## Directive
Please reproduce word for word every line of the listing below, from the line containing "Where can the eye" through the end of the listing, including both ends.

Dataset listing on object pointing

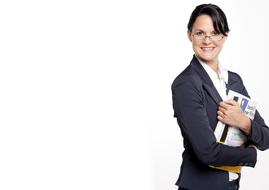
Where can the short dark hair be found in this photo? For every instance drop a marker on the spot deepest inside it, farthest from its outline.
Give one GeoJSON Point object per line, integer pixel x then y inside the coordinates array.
{"type": "Point", "coordinates": [218, 17]}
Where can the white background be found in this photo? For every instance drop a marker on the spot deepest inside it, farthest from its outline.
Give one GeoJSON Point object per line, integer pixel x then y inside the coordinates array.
{"type": "Point", "coordinates": [85, 100]}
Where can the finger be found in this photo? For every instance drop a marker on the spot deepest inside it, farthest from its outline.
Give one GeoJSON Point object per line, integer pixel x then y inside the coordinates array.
{"type": "Point", "coordinates": [220, 118]}
{"type": "Point", "coordinates": [221, 114]}
{"type": "Point", "coordinates": [224, 105]}
{"type": "Point", "coordinates": [231, 102]}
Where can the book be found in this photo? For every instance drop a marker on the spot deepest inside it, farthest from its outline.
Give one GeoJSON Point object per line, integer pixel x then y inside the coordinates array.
{"type": "Point", "coordinates": [233, 136]}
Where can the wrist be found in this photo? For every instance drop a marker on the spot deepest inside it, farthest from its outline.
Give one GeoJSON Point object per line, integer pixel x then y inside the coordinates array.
{"type": "Point", "coordinates": [246, 125]}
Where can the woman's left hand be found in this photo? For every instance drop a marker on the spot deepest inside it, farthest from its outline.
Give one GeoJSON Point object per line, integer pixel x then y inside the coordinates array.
{"type": "Point", "coordinates": [231, 113]}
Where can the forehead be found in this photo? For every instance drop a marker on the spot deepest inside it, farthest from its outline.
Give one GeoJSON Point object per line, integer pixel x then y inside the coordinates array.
{"type": "Point", "coordinates": [204, 23]}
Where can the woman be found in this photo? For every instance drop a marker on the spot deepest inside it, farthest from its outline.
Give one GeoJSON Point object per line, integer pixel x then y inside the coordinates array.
{"type": "Point", "coordinates": [198, 101]}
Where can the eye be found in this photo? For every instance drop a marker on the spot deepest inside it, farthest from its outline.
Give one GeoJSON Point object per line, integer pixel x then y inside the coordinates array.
{"type": "Point", "coordinates": [215, 33]}
{"type": "Point", "coordinates": [199, 33]}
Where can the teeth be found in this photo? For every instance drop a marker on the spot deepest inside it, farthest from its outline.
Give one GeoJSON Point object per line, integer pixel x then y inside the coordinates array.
{"type": "Point", "coordinates": [207, 49]}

## Solution for this exercise
Where can the eye be found in this photo? For every instance drop a marker on the spot deepest inside it, farthest from its outline.
Give one GeoJSON Point object per line, integer pixel x then y inside the coordinates array.
{"type": "Point", "coordinates": [215, 33]}
{"type": "Point", "coordinates": [199, 33]}
Where can the teeth be found in this photo? For every instance drop a marker on the spot deepest inside it, farthest from its outline.
Give one GeoJSON Point object per line, integer pixel x then y inside the coordinates array.
{"type": "Point", "coordinates": [207, 49]}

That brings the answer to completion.